Requirements
Output every line of the data exactly as it appears.

Excerpted records

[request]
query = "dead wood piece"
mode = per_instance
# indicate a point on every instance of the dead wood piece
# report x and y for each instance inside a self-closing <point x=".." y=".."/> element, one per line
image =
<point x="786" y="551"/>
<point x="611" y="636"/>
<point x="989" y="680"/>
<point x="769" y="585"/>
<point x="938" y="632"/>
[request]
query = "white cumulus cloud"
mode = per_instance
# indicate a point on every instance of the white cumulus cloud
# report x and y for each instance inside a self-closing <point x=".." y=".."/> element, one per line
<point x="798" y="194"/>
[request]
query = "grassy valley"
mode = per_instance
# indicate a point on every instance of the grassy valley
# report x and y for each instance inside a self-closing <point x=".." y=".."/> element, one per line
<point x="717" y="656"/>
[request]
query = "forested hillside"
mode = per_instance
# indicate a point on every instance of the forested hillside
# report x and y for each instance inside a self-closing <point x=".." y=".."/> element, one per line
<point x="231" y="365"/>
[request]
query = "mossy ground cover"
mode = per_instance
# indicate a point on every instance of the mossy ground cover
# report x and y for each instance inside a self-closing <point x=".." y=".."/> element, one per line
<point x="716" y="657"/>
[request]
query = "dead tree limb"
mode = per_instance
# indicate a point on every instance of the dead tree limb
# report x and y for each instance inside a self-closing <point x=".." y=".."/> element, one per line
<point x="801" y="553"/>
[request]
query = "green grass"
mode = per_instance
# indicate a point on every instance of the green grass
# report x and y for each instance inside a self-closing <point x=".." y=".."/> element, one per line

Written response
[request]
query = "dead wood piece"
mode = per_instance
# indicate a point on every instance of the dead wood piece
# report x and y for each instance inside a self-closing <point x=".." y=".."/> element, one per line
image =
<point x="786" y="551"/>
<point x="611" y="636"/>
<point x="989" y="680"/>
<point x="769" y="585"/>
<point x="938" y="632"/>
[request]
query = "white cumulus cloud"
mode = per_instance
# indicate a point on every instance of the white cumulus cloud
# report x and y for each instance inside a self-closing <point x=".." y=".."/> element, one per line
<point x="798" y="194"/>
[request]
query = "grassy valley"
mode = per_instance
# indicate a point on every instance of the grassy valley
# report x and y for each instance inside a self-closing <point x=".." y=".."/> element, one per line
<point x="717" y="656"/>
[request]
query = "forested hillside"
mode = per_instance
# indicate a point on every instance of the forested hillside
# report x and y for each instance inside a self-closing <point x=".." y=".."/> element, one per line
<point x="231" y="365"/>
[request]
query = "mossy ground cover"
mode = per_instance
# indicate a point on every instance of the mossy ground cover
# report x and y for each instance inside a self-closing <point x=".." y=".."/> element, one per line
<point x="716" y="657"/>
[request]
query = "dead tree limb"
mode = per_instance
# indicate a point on every instance of the dead tree limb
# report x and y for each instance inside a self-closing <point x=".." y=".."/> element, one per line
<point x="801" y="553"/>
[request]
query = "green grass"
mode = per_instance
# indicate a point on every instance of the green grass
# report x and y for each instance inside a self-closing <point x=".." y=".."/> element, one per line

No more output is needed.